▶ **GOAL OF THE EXERCISE**
Can you copy the rows below word for word, omitting the pictures?

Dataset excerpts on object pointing
..............................

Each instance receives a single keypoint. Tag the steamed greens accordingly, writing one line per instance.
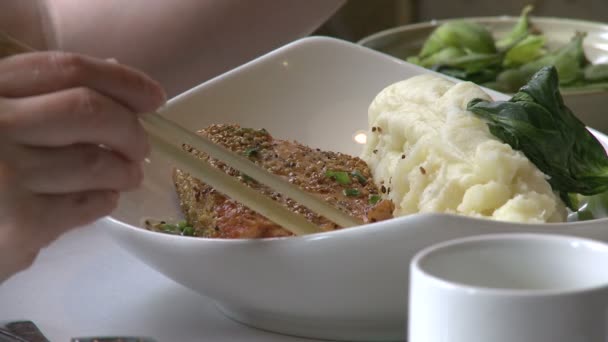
(537, 122)
(467, 50)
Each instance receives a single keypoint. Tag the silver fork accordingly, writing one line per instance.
(27, 331)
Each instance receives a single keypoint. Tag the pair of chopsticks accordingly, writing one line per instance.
(167, 138)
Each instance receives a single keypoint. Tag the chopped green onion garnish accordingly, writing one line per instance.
(251, 151)
(340, 176)
(169, 228)
(247, 178)
(351, 192)
(359, 177)
(373, 199)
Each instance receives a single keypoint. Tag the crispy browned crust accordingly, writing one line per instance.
(214, 215)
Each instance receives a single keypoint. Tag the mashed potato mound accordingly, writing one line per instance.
(428, 153)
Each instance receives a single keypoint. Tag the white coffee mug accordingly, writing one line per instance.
(510, 288)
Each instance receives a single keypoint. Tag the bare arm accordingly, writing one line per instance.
(178, 42)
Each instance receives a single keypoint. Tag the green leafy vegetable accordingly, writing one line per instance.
(188, 231)
(373, 199)
(463, 35)
(339, 176)
(527, 50)
(596, 72)
(466, 50)
(537, 122)
(518, 32)
(569, 61)
(351, 192)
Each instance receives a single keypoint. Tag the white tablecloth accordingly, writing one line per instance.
(84, 285)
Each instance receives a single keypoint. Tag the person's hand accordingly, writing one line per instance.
(70, 142)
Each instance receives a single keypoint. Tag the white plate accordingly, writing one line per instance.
(350, 284)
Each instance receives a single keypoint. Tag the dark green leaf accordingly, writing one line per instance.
(569, 61)
(518, 32)
(596, 72)
(537, 122)
(527, 50)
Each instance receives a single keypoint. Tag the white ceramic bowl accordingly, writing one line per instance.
(346, 285)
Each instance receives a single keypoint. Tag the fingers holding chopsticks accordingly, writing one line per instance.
(70, 142)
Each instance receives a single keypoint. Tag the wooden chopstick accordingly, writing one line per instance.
(167, 138)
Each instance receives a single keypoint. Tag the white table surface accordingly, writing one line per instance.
(85, 285)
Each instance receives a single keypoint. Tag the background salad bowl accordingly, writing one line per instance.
(588, 104)
(349, 284)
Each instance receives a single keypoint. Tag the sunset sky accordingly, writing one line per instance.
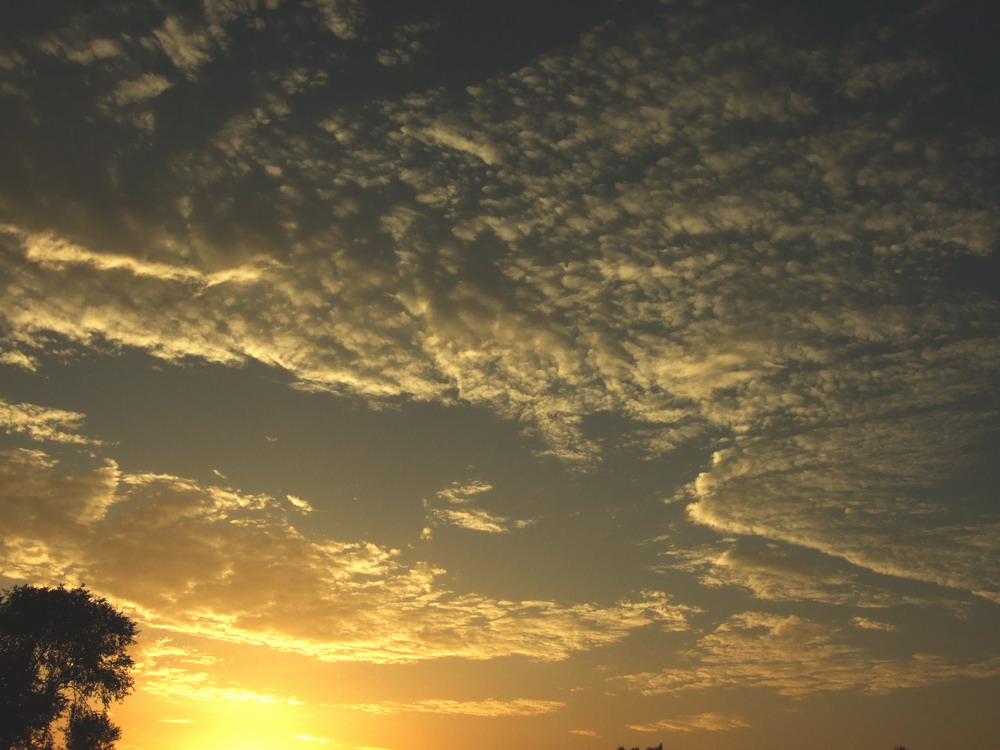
(522, 374)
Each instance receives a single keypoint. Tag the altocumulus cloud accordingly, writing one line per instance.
(700, 224)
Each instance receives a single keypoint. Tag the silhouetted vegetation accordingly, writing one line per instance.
(63, 660)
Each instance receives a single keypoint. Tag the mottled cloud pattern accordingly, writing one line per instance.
(699, 224)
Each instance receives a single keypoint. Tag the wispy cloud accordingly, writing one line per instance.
(491, 707)
(711, 722)
(217, 562)
(795, 656)
(42, 423)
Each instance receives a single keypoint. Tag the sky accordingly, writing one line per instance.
(511, 374)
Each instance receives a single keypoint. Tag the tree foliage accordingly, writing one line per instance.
(63, 660)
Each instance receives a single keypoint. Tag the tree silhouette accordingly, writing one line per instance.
(60, 651)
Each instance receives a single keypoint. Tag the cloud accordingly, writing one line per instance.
(172, 673)
(465, 516)
(859, 492)
(796, 657)
(708, 721)
(486, 708)
(42, 423)
(216, 562)
(698, 225)
(866, 624)
(342, 17)
(774, 571)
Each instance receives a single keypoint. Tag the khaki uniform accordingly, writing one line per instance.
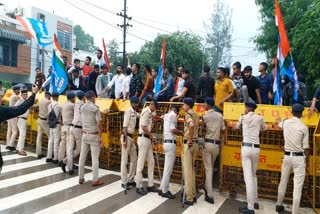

..............................

▶ **ANSWER TO THIS PROBLEM**
Each instance receives a single keypoint. Tag the steamed greens accordingly, writing one line per instance.
(537, 122)
(467, 50)
Each instance receives a single keypoint. Tag the silver fork accordingly, writing one line per instance.
(27, 331)
Each instance receives a single keypoint. Tag the pair of chopsticks accordingly, writing one line per instance.
(167, 138)
Each instance receives a single keypoint. Tag the chopped green onion garnish accordingly, writing one line per instance.
(251, 151)
(340, 176)
(169, 228)
(247, 178)
(351, 192)
(359, 177)
(373, 199)
Each instance receives a single keypoint. Tag the crispy browned crust accordingly, writing one line per instance.
(214, 215)
Each instance receives a single keypoint. Tag the mashed potato mound accordingly, writing one line per instance.
(428, 153)
Each instance receives a single keypoint. Tag the white coffee mug accordingly, writing one line per instance.
(510, 288)
Each instance receives a single keypoint. Tag the bare arm accordingly, writing one line per instance.
(178, 42)
Each instance receives a single keypoint. Tag the green leafy vegetable accordingly, writing one line per instance.
(188, 231)
(373, 199)
(463, 35)
(339, 176)
(527, 50)
(596, 72)
(466, 50)
(537, 122)
(518, 32)
(569, 61)
(351, 192)
Each instance receives a single keypoint. Tag the white tablecloth accordingly, writing one line per instance.
(84, 285)
Each instance receives a single keypoint. Tag the person's hand accordingly, writing one line per instance.
(70, 142)
Each instance receives a single keypoint. Tag the white plate accordingly, writing one line per instance.
(350, 284)
Each instance receives a single keypoint. Tag the dark green leaf accordingly, writing one line per instance.
(569, 61)
(518, 32)
(596, 72)
(537, 122)
(527, 50)
Each instance receives a single keypoint. Tag the white ceramic bowl accordingly, writing one line per instance.
(346, 285)
Each instance receives a single keypoint. Tag the fingers holding chopsticks accordingly, writing one line per instance.
(70, 142)
Each instance receives a single keypoint. Tag the wooden chopstick accordingly, writing one line per instance.
(167, 138)
Each instance receives a single keypoint. Tag the white table surface accordingly, writing one line per instance.
(85, 285)
Each instance receives a single keypoint. Tag the background salad bowl accordingly, writing one line per instance.
(588, 104)
(349, 284)
Each instance receives a single keypoint. Tag the sunset sky accordingly, writing one line per instance.
(522, 374)
Each instance receives a single keypoint. Tag the altocumulus cloud accordingly, writing one line per instance.
(700, 224)
Each instance receives a single keypoint. Tag the silhouetted vegetation accordingly, writing one line per instance.
(63, 660)
Each instance receives a single keypoint. Tag the mottled cloud pattern accordingly, writing one line per instance.
(699, 224)
Each instance receives a single keypoint. Tag the wispy cloud accordingly, writing one line per instance.
(491, 707)
(711, 722)
(217, 562)
(795, 656)
(42, 423)
Each instance receives a single keypoint. Tag the sky accordingly, writing one line per instance.
(511, 374)
Each instance receives a single keypoint. Tag the tree foliage accordingly, writing one line per instance.
(63, 660)
Each instance receives a single keypoint. Tag the tree silhouette accordingly, writing one line per instance.
(60, 651)
Each instance receives a single keypoint. Tag the cloud accordingly, writing one line per instance.
(172, 673)
(465, 516)
(859, 492)
(796, 657)
(708, 721)
(486, 708)
(42, 423)
(216, 562)
(698, 225)
(866, 624)
(342, 17)
(774, 571)
Each instance receives a single keypoint. Tag the khaki uniform accordingly, writing one line per instance.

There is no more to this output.